*Aim*: Without omitting anything, retype the data that follows.

· · · · ·

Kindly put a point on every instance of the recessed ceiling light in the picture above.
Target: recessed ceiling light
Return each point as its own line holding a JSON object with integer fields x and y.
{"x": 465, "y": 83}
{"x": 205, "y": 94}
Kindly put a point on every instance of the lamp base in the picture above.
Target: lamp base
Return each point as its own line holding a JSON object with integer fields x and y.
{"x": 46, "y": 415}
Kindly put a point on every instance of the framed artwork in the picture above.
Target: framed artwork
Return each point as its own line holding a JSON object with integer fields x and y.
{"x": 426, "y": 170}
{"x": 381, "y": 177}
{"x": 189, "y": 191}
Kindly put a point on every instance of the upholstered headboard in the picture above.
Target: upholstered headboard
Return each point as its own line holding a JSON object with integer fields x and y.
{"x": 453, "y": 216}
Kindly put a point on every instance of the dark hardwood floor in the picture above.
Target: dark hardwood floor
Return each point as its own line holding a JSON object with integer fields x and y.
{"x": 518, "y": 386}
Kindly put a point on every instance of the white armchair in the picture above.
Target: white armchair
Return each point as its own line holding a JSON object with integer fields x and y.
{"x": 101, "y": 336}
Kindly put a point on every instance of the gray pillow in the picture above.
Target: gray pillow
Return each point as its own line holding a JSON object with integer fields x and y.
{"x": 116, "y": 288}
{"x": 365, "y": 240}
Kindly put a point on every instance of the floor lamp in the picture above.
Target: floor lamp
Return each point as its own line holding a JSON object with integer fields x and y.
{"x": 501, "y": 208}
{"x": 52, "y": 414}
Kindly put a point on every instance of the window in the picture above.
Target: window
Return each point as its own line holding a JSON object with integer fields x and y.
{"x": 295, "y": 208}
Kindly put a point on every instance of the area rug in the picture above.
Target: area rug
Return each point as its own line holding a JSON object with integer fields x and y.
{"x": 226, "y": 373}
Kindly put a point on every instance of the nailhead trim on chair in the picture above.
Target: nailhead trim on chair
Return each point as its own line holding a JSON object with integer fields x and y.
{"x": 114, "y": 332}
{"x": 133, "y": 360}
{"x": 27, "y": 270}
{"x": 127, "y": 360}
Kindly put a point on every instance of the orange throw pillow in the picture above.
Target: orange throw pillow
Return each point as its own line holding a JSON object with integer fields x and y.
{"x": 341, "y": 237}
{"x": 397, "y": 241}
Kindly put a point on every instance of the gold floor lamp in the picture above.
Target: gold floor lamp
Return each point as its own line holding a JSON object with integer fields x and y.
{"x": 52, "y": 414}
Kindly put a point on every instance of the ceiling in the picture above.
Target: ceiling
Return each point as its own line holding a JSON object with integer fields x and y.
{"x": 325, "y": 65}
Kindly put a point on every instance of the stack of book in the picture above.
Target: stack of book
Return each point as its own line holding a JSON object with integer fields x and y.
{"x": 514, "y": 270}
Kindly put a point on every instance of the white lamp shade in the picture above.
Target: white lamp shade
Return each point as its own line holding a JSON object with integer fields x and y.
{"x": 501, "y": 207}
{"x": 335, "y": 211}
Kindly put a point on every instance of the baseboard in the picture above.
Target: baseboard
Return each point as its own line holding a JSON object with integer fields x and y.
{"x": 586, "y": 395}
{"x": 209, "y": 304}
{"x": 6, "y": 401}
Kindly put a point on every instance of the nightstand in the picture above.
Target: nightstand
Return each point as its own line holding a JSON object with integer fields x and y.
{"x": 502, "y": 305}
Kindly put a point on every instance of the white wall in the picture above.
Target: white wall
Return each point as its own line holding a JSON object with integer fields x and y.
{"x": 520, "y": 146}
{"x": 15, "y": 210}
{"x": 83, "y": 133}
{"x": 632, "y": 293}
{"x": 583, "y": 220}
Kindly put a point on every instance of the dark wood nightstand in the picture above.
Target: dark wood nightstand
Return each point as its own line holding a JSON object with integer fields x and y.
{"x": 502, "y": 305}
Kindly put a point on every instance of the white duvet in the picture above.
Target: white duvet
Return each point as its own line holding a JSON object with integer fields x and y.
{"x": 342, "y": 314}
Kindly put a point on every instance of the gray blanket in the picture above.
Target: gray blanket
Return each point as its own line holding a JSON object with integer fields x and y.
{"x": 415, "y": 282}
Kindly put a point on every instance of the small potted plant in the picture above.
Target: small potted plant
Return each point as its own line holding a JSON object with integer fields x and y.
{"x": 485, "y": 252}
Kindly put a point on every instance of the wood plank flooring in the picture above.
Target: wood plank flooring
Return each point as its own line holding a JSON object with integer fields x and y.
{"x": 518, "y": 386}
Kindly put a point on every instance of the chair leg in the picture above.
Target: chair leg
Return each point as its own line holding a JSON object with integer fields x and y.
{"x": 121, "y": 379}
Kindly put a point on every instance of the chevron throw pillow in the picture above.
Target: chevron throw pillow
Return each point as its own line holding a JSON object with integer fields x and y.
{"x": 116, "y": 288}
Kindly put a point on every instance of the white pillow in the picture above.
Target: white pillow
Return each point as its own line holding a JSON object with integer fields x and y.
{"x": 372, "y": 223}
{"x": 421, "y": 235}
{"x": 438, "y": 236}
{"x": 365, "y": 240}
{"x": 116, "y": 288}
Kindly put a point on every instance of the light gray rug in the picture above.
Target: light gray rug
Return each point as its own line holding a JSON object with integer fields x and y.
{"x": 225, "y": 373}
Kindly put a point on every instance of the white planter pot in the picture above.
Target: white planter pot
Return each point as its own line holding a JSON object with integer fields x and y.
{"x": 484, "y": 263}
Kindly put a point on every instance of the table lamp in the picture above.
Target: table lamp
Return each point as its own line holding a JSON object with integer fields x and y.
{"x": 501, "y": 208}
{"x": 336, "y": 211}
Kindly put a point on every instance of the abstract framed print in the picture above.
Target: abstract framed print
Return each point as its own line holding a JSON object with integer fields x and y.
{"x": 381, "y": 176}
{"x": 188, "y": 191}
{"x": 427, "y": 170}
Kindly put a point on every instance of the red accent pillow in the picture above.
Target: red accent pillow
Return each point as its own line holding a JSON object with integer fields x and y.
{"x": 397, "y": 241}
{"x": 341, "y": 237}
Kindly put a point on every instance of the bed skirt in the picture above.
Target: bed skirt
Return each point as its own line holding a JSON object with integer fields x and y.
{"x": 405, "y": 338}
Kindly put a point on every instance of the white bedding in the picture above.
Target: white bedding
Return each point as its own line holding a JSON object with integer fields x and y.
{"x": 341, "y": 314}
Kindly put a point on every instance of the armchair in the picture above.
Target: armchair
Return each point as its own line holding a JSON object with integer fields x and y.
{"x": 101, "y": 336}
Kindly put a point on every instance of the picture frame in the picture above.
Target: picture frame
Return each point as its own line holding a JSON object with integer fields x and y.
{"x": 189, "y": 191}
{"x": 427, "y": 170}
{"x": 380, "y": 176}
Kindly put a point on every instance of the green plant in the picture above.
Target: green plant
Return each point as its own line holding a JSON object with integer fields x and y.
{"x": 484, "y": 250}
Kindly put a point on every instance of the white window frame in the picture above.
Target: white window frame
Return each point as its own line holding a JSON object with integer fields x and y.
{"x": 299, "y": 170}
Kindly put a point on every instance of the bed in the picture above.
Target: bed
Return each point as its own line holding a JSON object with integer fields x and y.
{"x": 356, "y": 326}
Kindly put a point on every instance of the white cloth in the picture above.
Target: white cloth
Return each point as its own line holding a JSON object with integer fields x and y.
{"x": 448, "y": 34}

· · · · ·

*Solution to the exercise*:
Kindly put a point on every instance of the recessed ceiling light in the picture above.
Target: recessed ceiling light
Return each point as its own line holding a JSON object with integer fields x and y.
{"x": 465, "y": 83}
{"x": 205, "y": 94}
Kindly put a point on every instance of the lamp base in the picture above.
Target: lamp base
Return each point as its own line holding a JSON object with integer fields x and y.
{"x": 46, "y": 415}
Kindly put a point on every instance of the framed artwork in the picture above.
Target: framed artwork
Return each point as its own line holding a JSON object with integer fields x and y.
{"x": 426, "y": 170}
{"x": 381, "y": 177}
{"x": 189, "y": 191}
Kindly put a point on every instance of the upholstered headboard in the picture above.
Target: upholstered headboard
Return each point as its own line holding a JSON object with integer fields x and y.
{"x": 453, "y": 216}
Kindly put a point on every instance of the dark hardwood floor in the picture above.
Target: dark hardwood floor
Return each point as its own line holding a JSON object with integer fields x and y.
{"x": 518, "y": 386}
Kindly put a point on every instance of the white armchair in the picture above.
Target: white armchair
Return each point as its own line holding a JSON object with integer fields x and y.
{"x": 101, "y": 336}
Kindly put a point on every instance of the gray pillow in the picture above.
Target: gray pillow
Return each point as its own line holding a JSON object with integer fields x and y.
{"x": 116, "y": 288}
{"x": 365, "y": 240}
Kindly put a point on every instance of the floor lamp in the picture above.
Target: floor lamp
Return each point as its own line holding a JSON object with integer fields x and y.
{"x": 501, "y": 208}
{"x": 52, "y": 414}
Kindly put a point on every instance of the window in the picture above.
Target: window
Return each point as its own line holding a JSON object with integer fields x and y.
{"x": 295, "y": 208}
Kindly put a point on every instance of the area rug in the picture above.
Target: area rug
Return each point as its own line holding a JSON object with integer fields x and y.
{"x": 226, "y": 373}
Kindly put a point on every instance of the nailhead trim on chair in the picture above.
Target: nailhead trim on chair
Return each point as its own line holding a JSON object with integer fields x and y.
{"x": 114, "y": 332}
{"x": 133, "y": 360}
{"x": 27, "y": 270}
{"x": 127, "y": 360}
Kindly put a point on every instance of the orange throw pillow in the picture above.
Target: orange throw pillow
Return each point as its own line holding a JSON object with integer fields x and y.
{"x": 341, "y": 237}
{"x": 397, "y": 241}
Kindly put a point on every instance of the gold floor lamp in the picture above.
Target: gold floor lamp
Return each point as its own line holding a JSON object with integer fields x and y.
{"x": 52, "y": 414}
Kindly put a point on every instance of the ceiling in the picture above.
Target: ceiling
Return each point as its own line holding a JSON object with integer fields x and y.
{"x": 325, "y": 65}
Kindly put a point on every instance of the stack of book in the picture above.
Target: stack of book
Return each point as its own line holding a JSON object with integer fields x and y.
{"x": 514, "y": 270}
Kindly put a point on every instance of the white lamp shade in the picture above.
Target: white lamp shade
Return each point as its own line holding a JSON object with integer fields x and y.
{"x": 501, "y": 207}
{"x": 335, "y": 211}
Kindly put a point on every instance of the baseboard in the picture above.
Target: baseboard
Return each point as its own line holding a JSON object with integer fields x and y.
{"x": 586, "y": 395}
{"x": 209, "y": 304}
{"x": 6, "y": 401}
Kindly put a point on every instance of the nightstand in the picture above.
Target: nightstand
Return each point as its own line holding a JSON object with integer fields x and y.
{"x": 502, "y": 305}
Kindly put a point on every instance of the white wall in the picture above.
Target: white wall
Return each point as its own line holding a JSON object with integer fields x and y.
{"x": 520, "y": 146}
{"x": 15, "y": 210}
{"x": 83, "y": 133}
{"x": 632, "y": 293}
{"x": 583, "y": 220}
Kindly put a point on every instance of the dark wood nightstand in the picture above.
Target: dark wood nightstand
Return each point as its own line holding a JSON object with integer fields x and y.
{"x": 502, "y": 305}
Kindly put a point on every instance of the white duvet in the picture above.
Target: white duvet
Return each point as its own line holding a JSON object with integer fields x and y.
{"x": 342, "y": 314}
Kindly put a point on every instance of the gray blanket in the picture above.
Target: gray blanket
Return each point as its own line holding a JSON object with integer fields x and y.
{"x": 415, "y": 282}
Kindly put a point on every instance of the small potted plant in the picture above.
Target: small potted plant
Return each point as its own line holding a JSON object with integer fields x and y.
{"x": 485, "y": 252}
Kindly put a point on every instance of the wood plank flooring in the picture above.
Target: wood plank flooring
Return each point as its own line holding a JSON object with integer fields x and y.
{"x": 518, "y": 386}
Kindly put a point on every instance of the chair leg in the picture above.
Target: chair leg
Return each point as its own line holding a JSON object with integer fields x and y.
{"x": 121, "y": 379}
Kindly put a point on every instance of the chevron throw pillow in the picture above.
Target: chevron throw pillow
Return each point as its own line holding a JSON object with integer fields x and y.
{"x": 116, "y": 288}
Kindly put a point on every instance of the white pillow in the picture above.
Target: white pillow
Return each point as its own line holding a JSON object with integer fields x and y.
{"x": 372, "y": 223}
{"x": 421, "y": 235}
{"x": 438, "y": 236}
{"x": 365, "y": 240}
{"x": 116, "y": 288}
Kindly put a point on every instance of the light gray rug in the picture above.
Target: light gray rug
Return each point as its own line holding a JSON object with integer fields x and y.
{"x": 225, "y": 373}
Kindly put a point on every instance of the white planter pot in the picture above.
Target: white planter pot
Return each point as its own line holding a JSON object with integer fields x and y.
{"x": 484, "y": 263}
Kindly put a point on every instance of the table lamp in the picture above.
Target: table lamp
Return each point as its own line holding a JSON object with integer fields x and y.
{"x": 501, "y": 208}
{"x": 336, "y": 211}
Kindly put a point on every instance of the abstract framed print in the picture above.
Target: abstract framed print
Return each point as its own line holding a JSON object with integer fields x and y.
{"x": 381, "y": 176}
{"x": 188, "y": 191}
{"x": 427, "y": 170}
Kindly put a point on every instance of the red accent pillow in the picture above.
Target: red accent pillow
Return each point as its own line holding a JSON object with integer fields x and y.
{"x": 397, "y": 241}
{"x": 341, "y": 237}
Kindly put a point on every instance of the bed skirt in the picture above.
Target: bed skirt
Return each point as its own line holding a JSON object with integer fields x and y.
{"x": 405, "y": 338}
Kindly put a point on every instance of the white bedding in the picture above.
Target: white bedding
Return each point as its own line holding a JSON object with integer fields x and y.
{"x": 341, "y": 314}
Kindly put a point on every instance of the armchair in the picture above.
Target: armchair
Return each point as its own line holding a JSON object with integer fields x and y.
{"x": 101, "y": 336}
Kindly put a point on every instance of the picture frame in the picture above.
Target: picture frame
Return each point as its own line holding a JSON object with integer fields x and y.
{"x": 189, "y": 191}
{"x": 427, "y": 170}
{"x": 380, "y": 176}
Kindly put a point on every instance of the green plant in the picture above.
Target: green plant
Return each point as its own line holding a JSON object with integer fields x and y.
{"x": 484, "y": 250}
Kindly put a point on every instance of the white window frame in the picture above.
Target: white window frame
Return each point as its own line holding a JSON object with integer fields x and y.
{"x": 299, "y": 170}
Kindly put a point on every instance of the bed in the picture above.
Target: bed
Return each point as its own line holding a JSON object with integer fields x and y.
{"x": 356, "y": 326}
Kindly put a point on every instance of the white cloth in the picture above.
Target: white cloth
Return each point as its own line holding a JSON object with integer fields x and y.
{"x": 448, "y": 34}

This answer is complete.